SUPPLIED ENTRIES section start

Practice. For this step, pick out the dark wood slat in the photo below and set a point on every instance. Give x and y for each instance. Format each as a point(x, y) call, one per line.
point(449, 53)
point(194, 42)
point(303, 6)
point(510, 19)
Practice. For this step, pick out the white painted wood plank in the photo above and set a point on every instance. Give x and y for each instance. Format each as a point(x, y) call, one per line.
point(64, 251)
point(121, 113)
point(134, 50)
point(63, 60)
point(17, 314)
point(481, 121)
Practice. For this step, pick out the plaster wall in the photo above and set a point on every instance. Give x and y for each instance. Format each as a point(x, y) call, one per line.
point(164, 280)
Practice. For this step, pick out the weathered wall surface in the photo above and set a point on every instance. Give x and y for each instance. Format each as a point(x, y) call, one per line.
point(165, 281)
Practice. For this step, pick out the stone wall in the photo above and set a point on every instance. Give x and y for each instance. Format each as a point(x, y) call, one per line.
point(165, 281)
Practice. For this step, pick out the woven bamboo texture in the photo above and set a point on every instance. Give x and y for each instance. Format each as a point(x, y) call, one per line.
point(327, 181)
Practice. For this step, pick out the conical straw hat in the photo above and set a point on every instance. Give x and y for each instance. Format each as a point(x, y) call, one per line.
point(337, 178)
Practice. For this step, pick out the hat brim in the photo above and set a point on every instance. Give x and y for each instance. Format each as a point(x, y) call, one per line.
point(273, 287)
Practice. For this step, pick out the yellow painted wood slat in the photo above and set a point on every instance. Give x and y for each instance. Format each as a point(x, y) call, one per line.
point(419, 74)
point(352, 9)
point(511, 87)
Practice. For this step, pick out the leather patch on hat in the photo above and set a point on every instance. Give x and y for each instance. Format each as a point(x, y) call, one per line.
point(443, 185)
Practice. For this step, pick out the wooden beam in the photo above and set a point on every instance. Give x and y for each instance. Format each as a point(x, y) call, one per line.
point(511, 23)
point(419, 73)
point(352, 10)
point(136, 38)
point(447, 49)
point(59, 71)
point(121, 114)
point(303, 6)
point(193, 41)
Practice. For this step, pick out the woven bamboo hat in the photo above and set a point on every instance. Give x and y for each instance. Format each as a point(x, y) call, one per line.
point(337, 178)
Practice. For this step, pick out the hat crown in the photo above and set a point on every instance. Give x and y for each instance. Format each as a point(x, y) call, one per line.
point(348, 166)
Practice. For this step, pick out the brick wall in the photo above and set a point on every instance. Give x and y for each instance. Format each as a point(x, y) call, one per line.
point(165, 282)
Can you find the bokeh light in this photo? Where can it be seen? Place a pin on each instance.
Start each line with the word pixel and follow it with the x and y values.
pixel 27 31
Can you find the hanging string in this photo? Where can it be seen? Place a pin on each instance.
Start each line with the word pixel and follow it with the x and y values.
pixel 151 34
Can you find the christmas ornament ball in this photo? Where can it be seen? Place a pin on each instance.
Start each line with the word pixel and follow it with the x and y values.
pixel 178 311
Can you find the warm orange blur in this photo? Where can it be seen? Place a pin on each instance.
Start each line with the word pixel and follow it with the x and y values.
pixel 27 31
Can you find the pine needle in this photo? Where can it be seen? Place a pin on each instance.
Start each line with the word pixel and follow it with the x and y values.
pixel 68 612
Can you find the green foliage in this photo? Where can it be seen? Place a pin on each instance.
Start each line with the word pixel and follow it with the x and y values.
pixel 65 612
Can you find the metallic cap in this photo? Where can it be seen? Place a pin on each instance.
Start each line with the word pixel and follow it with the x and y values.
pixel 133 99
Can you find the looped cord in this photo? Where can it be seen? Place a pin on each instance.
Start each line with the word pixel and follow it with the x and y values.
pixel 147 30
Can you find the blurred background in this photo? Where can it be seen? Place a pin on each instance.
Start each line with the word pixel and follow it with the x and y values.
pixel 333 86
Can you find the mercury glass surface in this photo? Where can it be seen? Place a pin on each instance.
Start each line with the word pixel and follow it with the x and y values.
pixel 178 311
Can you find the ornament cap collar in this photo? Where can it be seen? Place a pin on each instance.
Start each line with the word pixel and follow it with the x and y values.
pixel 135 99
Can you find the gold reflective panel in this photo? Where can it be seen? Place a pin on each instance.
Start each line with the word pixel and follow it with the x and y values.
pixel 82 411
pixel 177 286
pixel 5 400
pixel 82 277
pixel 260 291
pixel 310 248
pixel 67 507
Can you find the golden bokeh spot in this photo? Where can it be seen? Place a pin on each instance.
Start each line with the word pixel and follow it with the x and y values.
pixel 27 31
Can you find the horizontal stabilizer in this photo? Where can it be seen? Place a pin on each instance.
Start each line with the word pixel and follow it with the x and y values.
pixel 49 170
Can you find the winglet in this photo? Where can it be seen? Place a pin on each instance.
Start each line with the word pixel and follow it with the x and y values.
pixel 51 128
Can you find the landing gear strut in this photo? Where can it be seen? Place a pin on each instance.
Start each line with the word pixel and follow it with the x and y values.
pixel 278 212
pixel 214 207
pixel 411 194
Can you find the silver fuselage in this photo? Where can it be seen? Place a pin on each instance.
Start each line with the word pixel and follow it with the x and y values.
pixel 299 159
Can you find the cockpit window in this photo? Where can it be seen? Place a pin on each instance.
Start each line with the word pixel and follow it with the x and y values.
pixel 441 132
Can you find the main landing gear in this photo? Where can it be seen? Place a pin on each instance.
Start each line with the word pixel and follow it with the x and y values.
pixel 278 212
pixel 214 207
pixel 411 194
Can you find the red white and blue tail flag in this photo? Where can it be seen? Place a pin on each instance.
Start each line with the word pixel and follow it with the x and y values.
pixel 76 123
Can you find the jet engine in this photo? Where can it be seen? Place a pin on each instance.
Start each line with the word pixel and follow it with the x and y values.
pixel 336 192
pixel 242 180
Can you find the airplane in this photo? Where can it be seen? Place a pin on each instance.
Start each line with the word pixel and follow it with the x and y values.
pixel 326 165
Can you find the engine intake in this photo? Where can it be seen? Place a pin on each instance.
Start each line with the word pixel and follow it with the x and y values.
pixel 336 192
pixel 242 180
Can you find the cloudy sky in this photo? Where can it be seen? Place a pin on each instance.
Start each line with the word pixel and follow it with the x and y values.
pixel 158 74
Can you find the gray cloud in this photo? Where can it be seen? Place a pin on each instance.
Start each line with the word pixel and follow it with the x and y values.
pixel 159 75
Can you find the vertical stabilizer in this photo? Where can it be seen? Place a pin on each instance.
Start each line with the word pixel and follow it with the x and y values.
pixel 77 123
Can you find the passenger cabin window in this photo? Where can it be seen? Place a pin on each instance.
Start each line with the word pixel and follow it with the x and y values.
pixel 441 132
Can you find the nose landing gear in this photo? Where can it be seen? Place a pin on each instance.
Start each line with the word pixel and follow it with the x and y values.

SUPPLIED ENTRIES section end

## WHAT YOU WILL DO
Would you please copy every line in the data that contains the word "engine"?

## OUTPUT OF THE TASK
Can you find the jet engine in this photo? Where can it be seen? Place a pin on each instance.
Can you find the engine intake in this photo? Where can it be seen? Place a pin on each instance.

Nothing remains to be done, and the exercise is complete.